Lukas Wunner Aug. 20, 2020, 8:13 a.m. UTC | #3
On Wed, Aug 19, 2020 at 04:06:25PM +0300, Mika Westerberg wrote:
> Sec 7.5.3.6 requires such Ports to support DLL Link Active reporting, but
> at least the Intel JHL6240 Thunderbolt 3 Bridge [8086:15c0] and the Intel
> JHL7540 Thunderbolt 3 Bridge [8086:15ea] do not.
[...]
> +	 * Also do the same for devices that have power management disabled
> +	 * by their driver and are completely power managed through the
> +	 * root port power resource instead. This is a special case for
> +	 * nouveau.

- Extracted data
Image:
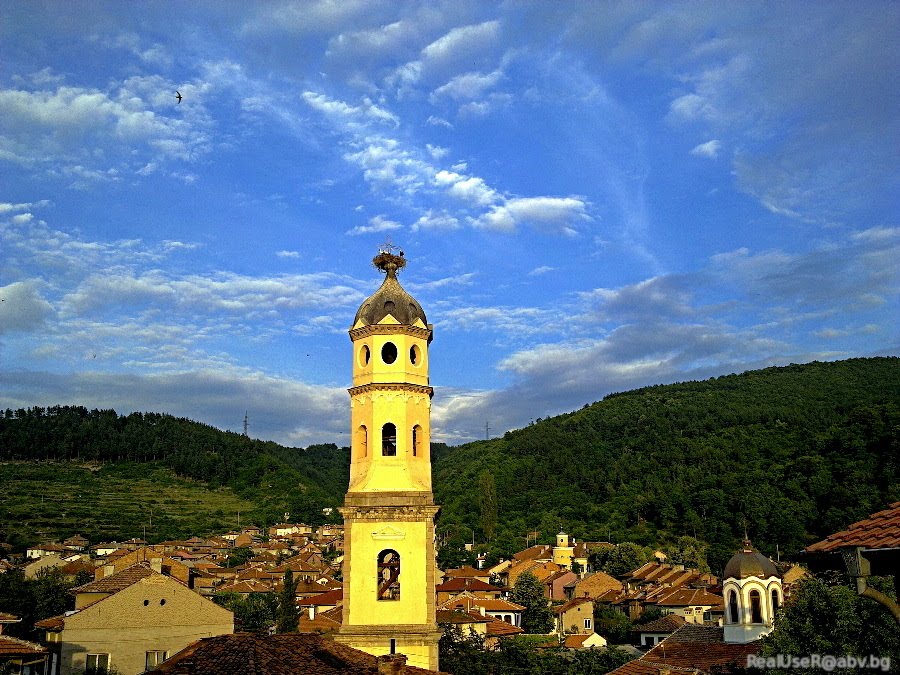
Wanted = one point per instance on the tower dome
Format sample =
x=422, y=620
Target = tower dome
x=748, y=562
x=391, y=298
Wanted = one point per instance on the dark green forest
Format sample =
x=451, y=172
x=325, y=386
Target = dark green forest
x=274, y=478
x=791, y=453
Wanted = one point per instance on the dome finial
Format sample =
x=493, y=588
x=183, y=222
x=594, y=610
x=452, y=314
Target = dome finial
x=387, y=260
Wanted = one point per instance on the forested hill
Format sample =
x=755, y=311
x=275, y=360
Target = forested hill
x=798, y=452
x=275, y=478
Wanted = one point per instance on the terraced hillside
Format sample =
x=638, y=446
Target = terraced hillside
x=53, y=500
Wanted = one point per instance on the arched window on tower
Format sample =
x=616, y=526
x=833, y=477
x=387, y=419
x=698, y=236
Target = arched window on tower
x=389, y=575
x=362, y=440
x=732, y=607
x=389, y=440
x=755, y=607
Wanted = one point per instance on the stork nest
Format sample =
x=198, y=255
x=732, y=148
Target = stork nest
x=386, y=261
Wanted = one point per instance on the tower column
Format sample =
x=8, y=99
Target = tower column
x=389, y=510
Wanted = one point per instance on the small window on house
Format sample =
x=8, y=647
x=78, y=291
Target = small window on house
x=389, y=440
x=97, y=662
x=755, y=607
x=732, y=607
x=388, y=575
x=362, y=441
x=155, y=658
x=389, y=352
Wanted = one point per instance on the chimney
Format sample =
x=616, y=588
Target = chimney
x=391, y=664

- Given instruction
Answer these from the Thunderbolt bridge excerpt:
1. Which section requires such Ports to support DLL Link Active reporting?
2. What ID in brackets is given for the Intel JHL7540 Thunderbolt 3 Bridge?
3. Which driver is named as the special case?

- Correct output
1. Sec 7.5.3.6
2. 8086:15ea
3. nouveau